■ TASK GOAL
Nothing may be left out or changed. Print every entry.

■ EXERCISE MATERIAL
|---|

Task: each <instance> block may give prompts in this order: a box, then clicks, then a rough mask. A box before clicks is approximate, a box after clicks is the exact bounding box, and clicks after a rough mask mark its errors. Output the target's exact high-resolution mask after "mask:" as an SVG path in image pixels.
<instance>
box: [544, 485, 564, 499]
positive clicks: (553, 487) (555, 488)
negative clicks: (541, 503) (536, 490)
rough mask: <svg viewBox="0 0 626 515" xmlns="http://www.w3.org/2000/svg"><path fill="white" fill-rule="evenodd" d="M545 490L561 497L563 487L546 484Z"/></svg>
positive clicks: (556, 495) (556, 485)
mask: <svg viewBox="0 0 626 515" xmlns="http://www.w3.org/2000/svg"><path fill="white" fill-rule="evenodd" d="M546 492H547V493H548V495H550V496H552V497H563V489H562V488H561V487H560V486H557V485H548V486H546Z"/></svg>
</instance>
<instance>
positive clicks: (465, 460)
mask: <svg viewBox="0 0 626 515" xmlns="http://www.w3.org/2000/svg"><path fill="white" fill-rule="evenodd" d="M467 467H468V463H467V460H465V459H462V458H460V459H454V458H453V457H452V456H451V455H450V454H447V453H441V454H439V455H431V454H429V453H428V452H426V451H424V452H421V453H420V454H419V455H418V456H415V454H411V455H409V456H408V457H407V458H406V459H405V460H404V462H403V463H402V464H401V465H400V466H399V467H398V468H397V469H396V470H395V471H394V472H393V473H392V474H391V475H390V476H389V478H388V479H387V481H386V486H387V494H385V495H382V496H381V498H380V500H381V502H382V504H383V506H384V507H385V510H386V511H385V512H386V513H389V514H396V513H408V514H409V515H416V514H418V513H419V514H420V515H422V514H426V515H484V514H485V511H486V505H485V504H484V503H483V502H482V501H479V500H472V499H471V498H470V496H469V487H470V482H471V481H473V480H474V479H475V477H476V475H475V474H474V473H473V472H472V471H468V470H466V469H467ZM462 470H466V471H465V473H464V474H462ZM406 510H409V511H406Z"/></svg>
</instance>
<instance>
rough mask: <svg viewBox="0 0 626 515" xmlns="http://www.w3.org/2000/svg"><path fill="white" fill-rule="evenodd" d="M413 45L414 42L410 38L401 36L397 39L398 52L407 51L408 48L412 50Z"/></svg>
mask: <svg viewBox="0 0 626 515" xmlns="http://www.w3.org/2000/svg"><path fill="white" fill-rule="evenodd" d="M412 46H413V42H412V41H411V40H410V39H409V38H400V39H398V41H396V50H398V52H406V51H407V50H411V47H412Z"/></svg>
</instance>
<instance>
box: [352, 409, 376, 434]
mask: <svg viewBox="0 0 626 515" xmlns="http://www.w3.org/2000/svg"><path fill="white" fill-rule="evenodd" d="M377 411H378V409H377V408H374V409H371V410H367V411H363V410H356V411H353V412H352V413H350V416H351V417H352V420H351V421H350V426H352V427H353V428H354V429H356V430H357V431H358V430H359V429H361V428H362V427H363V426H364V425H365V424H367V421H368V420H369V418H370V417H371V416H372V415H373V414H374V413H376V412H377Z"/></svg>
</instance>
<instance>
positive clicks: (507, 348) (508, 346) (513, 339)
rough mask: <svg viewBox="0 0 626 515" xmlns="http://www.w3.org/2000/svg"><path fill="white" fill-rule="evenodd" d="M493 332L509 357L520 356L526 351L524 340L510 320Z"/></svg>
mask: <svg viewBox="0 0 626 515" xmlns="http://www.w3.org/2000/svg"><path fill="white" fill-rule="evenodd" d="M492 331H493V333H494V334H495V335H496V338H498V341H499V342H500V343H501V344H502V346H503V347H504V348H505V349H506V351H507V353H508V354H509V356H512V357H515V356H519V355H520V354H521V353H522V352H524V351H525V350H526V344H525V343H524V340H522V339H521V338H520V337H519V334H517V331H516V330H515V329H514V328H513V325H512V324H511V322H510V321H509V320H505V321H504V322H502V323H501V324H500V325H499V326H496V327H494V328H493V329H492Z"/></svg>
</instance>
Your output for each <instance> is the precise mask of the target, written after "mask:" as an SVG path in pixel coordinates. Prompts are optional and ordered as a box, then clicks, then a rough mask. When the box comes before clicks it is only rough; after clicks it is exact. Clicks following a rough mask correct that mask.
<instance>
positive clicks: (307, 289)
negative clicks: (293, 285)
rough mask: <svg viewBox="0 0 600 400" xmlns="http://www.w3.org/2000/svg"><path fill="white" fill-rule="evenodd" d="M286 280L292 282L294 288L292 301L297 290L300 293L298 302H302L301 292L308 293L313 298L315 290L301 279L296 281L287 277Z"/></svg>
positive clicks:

|---|

■ OUTPUT FOR THIS TASK
Task: each <instance> block may give prompts in this order: a box, then clicks, then a rough mask. A box before clicks is approximate, a box after clicks is the exact bounding box, and clicks after a rough mask mark its errors. Output the target's exact high-resolution mask after "mask:" as an SVG path in image pixels.
<instance>
box: [544, 485, 564, 499]
positive clicks: (553, 487) (555, 488)
negative clicks: (541, 503) (536, 490)
rough mask: <svg viewBox="0 0 626 515" xmlns="http://www.w3.org/2000/svg"><path fill="white" fill-rule="evenodd" d="M545 490L561 497L563 487L546 484Z"/></svg>
positive clicks: (556, 495) (556, 485)
mask: <svg viewBox="0 0 626 515" xmlns="http://www.w3.org/2000/svg"><path fill="white" fill-rule="evenodd" d="M546 492H547V493H548V495H550V496H552V497H563V489H562V488H561V487H560V486H557V485H548V486H546Z"/></svg>
</instance>
<instance>
positive clicks: (465, 460)
mask: <svg viewBox="0 0 626 515" xmlns="http://www.w3.org/2000/svg"><path fill="white" fill-rule="evenodd" d="M467 467H468V463H467V460H465V459H462V458H460V459H454V458H453V457H452V456H451V455H450V454H447V453H441V454H439V455H431V454H429V453H428V452H426V451H424V452H421V453H420V454H419V455H418V456H415V454H411V455H409V456H408V457H407V458H406V459H405V460H404V462H403V463H402V464H401V465H400V466H399V467H398V468H397V469H396V470H395V471H394V472H393V473H392V474H391V475H390V476H389V478H388V479H387V481H386V486H387V494H385V495H382V496H381V498H380V500H381V502H382V504H383V506H384V507H385V510H386V511H385V512H386V513H389V514H396V513H408V514H409V515H416V514H418V513H419V514H420V515H422V514H426V515H484V514H485V511H486V505H485V504H484V503H483V502H482V501H479V500H472V499H471V498H470V496H469V487H470V482H471V481H473V480H474V479H475V477H476V475H475V474H474V473H473V472H472V471H468V470H466V469H467ZM462 470H466V471H465V473H464V474H462ZM406 510H409V511H406Z"/></svg>
</instance>
<instance>
rough mask: <svg viewBox="0 0 626 515" xmlns="http://www.w3.org/2000/svg"><path fill="white" fill-rule="evenodd" d="M413 45L414 42L410 38L401 36L397 39L398 52L407 51L408 48L412 50Z"/></svg>
mask: <svg viewBox="0 0 626 515" xmlns="http://www.w3.org/2000/svg"><path fill="white" fill-rule="evenodd" d="M412 46H413V42H412V41H411V40H410V39H409V38H400V39H398V41H396V50H398V52H406V51H407V50H411V47H412Z"/></svg>
</instance>
<instance>
box: [352, 409, 376, 434]
mask: <svg viewBox="0 0 626 515" xmlns="http://www.w3.org/2000/svg"><path fill="white" fill-rule="evenodd" d="M377 411H378V409H377V408H374V409H371V410H367V411H363V410H356V411H353V412H352V413H350V416H351V417H352V420H351V421H350V426H352V427H353V428H354V429H356V430H357V431H358V430H359V429H361V428H362V427H363V426H364V425H365V424H367V421H368V420H369V418H370V417H371V416H372V415H373V414H374V413H376V412H377Z"/></svg>
</instance>
<instance>
positive clicks: (507, 348) (508, 346) (513, 339)
rough mask: <svg viewBox="0 0 626 515" xmlns="http://www.w3.org/2000/svg"><path fill="white" fill-rule="evenodd" d="M493 332L509 357L520 356L526 351L524 340L510 320Z"/></svg>
mask: <svg viewBox="0 0 626 515" xmlns="http://www.w3.org/2000/svg"><path fill="white" fill-rule="evenodd" d="M492 331H493V333H494V334H495V335H496V338H498V341H499V342H500V343H501V344H502V346H503V347H504V348H505V349H506V351H507V353H508V354H509V356H512V357H515V356H519V355H520V354H521V353H522V352H524V351H525V350H526V344H525V343H524V340H522V339H521V338H520V337H519V334H517V331H516V330H515V329H514V328H513V325H512V324H511V322H510V321H509V320H505V321H504V322H502V323H501V324H500V325H499V326H496V327H494V328H493V329H492Z"/></svg>
</instance>
Your output for each <instance> is the precise mask of the target, written after "mask:" as an SVG path in pixel coordinates. Prompts are optional and ordered as a box, then clicks, then a rough mask. When the box comes before clicks it is only rough; after clicks it is exact. Clicks following a rough mask correct that mask.
<instance>
positive clicks: (307, 289)
negative clicks: (293, 285)
rough mask: <svg viewBox="0 0 600 400" xmlns="http://www.w3.org/2000/svg"><path fill="white" fill-rule="evenodd" d="M286 280L292 282L294 288L292 301L297 290L300 293L298 302H302L301 292L308 293L313 298L315 290L301 279L296 281L287 277Z"/></svg>
positive clicks:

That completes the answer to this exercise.